Copy the merger text between "This is arguably" and "or private capital.", inclusive, and swap "Athens Stock Exchange" for "Athens Exchange".

- [Text section]
--------------------

Pro forma EBITDA of the combined Allwyn entity versus listed gaming peers. The combination creates the second-largest listed gaming operator by EBITDA, behind Flutter Entertainment.

Technology Deployment

Allwyn has invested heavily in proprietary technology infrastructure, including its Sazka Group platform, which powers lottery operations across multiple markets. Deploying this technology across OPAP's Greek and Cypriot operations is expected to reduce third-party technology costs, accelerate product innovation, and improve the digital customer experience. The UK National Lottery, which Allwyn took over in 2024, provides a live proof of concept for Allwyn's digital-first operating model at scale.

Capital Markets Access

This is arguably the most underappreciated driver. Allwyn has been privately held since its founding. The merger, by maintaining OPAP's Athens Stock Exchange listing and planning an additional listing on London or New York, gives Allwyn access to public equity capital markets for the first time. This is transformative for a company with Allwyn's acquisition appetite. Future bolt-on acquisitions in the lottery and gaming space can be funded with listed equity rather than solely with debt or private capital.

"For investors, this is a unique opportunity to be part of a dynamic company that is shaping the future of entertainment. The combined strength and scale of these multi-billion dollar businesses, massive customer base and Allwyn's continued investment in technology and content, will accelerate innovation and fuel significant international growth."

--------------------

Entries from a dataset:
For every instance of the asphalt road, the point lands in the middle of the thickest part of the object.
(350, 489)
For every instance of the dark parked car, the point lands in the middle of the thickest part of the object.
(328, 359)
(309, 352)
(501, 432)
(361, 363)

--------------------

- [Solution to this problem]
This is arguably the most underappreciated driver. Allwyn has been privately held since its founding. The merger, by maintaining OPAP's Athens Exchange listing and planning an additional listing on London or New York, gives Allwyn access to public equity capital markets for the first time. This is transformative for a company with Allwyn's acquisition appetite. Future bolt-on acquisitions in the lottery and gaming space can be funded with listed equity rather than solely with debt or private capital.